Required work
Each line below that contains "trace" should be counted. Give only the total.

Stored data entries

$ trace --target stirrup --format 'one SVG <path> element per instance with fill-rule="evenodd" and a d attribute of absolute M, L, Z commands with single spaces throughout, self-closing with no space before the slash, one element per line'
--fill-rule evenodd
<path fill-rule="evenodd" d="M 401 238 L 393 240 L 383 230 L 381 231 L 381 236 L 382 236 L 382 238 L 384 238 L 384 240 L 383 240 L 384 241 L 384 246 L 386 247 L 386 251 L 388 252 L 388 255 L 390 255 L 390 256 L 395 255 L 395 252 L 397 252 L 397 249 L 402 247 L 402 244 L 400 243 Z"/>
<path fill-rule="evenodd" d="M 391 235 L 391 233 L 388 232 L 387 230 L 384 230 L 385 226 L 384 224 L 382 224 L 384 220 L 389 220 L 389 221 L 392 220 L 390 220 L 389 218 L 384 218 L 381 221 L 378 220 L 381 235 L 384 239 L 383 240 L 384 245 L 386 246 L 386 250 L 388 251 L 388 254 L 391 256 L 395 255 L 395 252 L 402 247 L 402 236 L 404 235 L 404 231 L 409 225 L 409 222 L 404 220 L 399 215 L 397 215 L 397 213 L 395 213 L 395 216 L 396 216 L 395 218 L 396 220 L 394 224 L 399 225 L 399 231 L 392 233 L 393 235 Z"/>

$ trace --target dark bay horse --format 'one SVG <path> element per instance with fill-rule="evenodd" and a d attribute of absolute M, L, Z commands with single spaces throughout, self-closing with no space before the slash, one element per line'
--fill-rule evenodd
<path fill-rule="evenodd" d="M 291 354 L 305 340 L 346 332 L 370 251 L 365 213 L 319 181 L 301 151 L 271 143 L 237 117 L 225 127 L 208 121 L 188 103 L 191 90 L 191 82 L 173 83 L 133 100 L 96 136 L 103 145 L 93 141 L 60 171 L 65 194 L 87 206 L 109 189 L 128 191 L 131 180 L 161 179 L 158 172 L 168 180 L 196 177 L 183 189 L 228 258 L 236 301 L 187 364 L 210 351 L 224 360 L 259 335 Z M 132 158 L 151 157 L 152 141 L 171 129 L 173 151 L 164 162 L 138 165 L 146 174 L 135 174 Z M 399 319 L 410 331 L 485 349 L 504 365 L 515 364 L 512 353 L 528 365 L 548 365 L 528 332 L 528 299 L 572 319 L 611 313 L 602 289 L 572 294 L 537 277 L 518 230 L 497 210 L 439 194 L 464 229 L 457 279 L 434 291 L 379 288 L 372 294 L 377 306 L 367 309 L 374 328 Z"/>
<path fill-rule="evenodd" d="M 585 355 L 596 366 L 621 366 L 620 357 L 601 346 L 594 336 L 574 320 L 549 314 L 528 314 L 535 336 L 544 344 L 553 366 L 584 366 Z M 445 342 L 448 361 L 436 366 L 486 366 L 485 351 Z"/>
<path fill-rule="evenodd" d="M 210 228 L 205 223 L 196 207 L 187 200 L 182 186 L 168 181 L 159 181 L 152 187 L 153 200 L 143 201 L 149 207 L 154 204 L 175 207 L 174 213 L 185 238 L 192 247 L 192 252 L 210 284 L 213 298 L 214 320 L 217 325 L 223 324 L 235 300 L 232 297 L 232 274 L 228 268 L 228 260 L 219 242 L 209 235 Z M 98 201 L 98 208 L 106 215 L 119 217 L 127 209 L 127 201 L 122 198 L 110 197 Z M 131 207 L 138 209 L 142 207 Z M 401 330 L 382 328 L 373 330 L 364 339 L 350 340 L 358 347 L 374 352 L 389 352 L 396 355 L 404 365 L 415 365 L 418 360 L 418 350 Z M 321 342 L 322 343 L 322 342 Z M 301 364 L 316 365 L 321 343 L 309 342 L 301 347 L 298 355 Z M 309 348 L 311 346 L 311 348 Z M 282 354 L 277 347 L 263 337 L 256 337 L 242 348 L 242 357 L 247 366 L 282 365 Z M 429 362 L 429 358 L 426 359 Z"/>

Task solution
2